_Brief_. Would you please copy every line below that includes the string "green"?

_Data provided_.
*** Block opens ***
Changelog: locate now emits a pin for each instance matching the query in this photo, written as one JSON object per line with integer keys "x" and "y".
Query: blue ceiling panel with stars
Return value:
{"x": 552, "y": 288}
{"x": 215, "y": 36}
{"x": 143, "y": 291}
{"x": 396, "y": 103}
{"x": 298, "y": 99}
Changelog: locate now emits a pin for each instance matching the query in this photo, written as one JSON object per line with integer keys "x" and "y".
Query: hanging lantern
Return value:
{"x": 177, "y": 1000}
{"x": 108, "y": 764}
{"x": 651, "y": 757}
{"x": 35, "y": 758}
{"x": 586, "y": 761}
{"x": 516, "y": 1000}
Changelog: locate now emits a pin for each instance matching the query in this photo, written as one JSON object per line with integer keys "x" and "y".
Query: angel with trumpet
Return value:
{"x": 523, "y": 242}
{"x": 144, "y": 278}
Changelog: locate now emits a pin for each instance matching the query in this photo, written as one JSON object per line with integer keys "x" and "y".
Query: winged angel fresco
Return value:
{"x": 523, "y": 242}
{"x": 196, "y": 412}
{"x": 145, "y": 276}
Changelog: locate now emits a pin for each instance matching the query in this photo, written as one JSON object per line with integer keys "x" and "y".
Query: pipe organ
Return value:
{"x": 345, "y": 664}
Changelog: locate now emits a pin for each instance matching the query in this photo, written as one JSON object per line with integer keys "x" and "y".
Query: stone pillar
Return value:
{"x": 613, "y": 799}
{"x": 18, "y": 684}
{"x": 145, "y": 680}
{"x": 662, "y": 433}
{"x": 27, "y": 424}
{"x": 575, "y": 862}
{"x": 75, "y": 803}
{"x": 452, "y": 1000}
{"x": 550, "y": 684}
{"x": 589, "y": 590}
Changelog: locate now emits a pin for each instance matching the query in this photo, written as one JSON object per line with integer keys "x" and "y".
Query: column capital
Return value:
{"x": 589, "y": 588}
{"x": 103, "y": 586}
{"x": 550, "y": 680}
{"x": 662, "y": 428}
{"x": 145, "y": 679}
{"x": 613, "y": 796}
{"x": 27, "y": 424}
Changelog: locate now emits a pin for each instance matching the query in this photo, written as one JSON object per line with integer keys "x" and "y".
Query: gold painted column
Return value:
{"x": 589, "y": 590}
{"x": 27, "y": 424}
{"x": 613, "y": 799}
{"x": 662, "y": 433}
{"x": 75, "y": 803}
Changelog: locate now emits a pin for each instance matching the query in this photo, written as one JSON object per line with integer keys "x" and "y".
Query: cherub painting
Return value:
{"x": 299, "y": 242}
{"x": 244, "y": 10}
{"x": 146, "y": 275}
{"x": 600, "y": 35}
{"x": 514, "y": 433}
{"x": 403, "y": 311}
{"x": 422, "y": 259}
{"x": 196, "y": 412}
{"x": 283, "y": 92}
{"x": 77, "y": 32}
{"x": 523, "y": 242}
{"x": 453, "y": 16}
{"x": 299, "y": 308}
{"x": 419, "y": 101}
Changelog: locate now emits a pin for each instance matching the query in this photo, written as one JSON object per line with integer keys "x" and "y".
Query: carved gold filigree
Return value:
*** Block closes ***
*** Block opens ***
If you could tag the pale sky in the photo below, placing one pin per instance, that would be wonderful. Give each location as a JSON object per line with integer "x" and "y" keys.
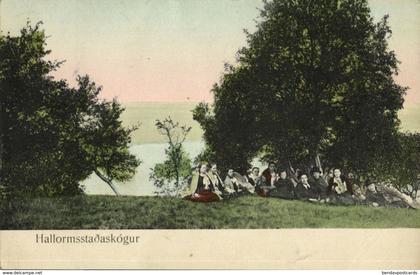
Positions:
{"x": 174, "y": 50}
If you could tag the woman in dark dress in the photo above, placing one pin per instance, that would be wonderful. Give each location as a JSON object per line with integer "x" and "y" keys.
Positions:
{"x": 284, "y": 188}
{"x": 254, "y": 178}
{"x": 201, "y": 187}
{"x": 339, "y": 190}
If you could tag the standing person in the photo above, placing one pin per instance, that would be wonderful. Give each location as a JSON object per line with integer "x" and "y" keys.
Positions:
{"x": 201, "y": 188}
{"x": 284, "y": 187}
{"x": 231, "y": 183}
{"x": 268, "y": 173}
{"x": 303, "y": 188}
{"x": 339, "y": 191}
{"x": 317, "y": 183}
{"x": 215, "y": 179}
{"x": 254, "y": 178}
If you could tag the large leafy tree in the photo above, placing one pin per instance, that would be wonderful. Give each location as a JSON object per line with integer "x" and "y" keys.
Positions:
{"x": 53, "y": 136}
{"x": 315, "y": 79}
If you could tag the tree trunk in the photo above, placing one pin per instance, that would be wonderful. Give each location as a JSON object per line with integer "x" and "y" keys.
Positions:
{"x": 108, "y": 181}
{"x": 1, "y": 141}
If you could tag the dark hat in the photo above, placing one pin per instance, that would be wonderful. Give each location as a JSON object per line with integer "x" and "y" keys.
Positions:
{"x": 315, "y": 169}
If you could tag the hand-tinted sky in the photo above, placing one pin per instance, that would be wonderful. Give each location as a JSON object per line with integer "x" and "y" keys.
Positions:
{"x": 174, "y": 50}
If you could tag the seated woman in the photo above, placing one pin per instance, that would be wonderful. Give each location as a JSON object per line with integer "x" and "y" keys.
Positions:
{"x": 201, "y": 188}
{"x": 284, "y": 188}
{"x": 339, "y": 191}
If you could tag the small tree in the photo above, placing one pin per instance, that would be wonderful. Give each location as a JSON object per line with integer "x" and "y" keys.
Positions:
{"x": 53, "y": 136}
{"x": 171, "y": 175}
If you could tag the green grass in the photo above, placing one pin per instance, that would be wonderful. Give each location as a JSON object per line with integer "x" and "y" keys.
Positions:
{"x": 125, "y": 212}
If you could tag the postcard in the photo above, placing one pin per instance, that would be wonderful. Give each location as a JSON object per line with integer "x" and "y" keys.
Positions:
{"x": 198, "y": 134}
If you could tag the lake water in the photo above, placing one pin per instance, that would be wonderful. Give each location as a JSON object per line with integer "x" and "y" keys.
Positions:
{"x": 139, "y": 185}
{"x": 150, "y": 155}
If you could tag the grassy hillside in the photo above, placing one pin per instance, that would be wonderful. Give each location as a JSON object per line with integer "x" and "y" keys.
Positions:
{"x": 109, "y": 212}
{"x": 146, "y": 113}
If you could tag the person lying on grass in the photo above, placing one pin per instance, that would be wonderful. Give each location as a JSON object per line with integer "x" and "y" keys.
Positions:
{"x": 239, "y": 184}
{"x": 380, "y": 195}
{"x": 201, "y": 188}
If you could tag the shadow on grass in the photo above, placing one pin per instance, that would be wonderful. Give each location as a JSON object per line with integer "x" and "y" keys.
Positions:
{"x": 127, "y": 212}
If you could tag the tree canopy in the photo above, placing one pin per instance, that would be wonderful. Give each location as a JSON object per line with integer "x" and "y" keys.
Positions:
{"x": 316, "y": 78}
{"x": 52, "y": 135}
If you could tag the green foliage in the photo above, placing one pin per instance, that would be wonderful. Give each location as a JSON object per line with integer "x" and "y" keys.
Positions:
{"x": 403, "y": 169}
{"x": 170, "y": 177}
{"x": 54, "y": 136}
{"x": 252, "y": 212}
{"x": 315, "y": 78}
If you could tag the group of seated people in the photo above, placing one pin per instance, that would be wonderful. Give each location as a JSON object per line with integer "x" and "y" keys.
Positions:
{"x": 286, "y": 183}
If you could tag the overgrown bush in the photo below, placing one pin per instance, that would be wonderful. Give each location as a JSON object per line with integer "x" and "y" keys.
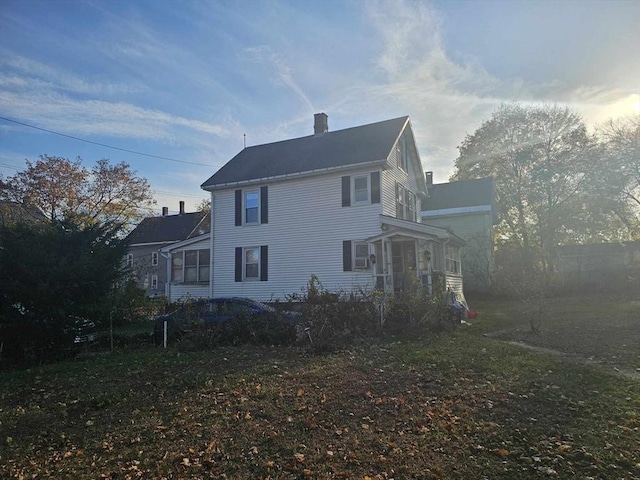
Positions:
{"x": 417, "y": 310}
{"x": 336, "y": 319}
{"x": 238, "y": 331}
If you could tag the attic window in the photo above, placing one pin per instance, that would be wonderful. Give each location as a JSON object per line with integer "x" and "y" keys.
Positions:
*** Block closes ***
_Exercise result_.
If you could tag the green grass in the photo above, placing one pin per instance, that would be wonderful. Give each location as a JSON object per line with integer "x" and "y" keys.
If you could tag the green foliage in the photo above, placing one pin per instance, that would be wonderful. Give each location as a JSON object per line with integer "x" and "y" keys.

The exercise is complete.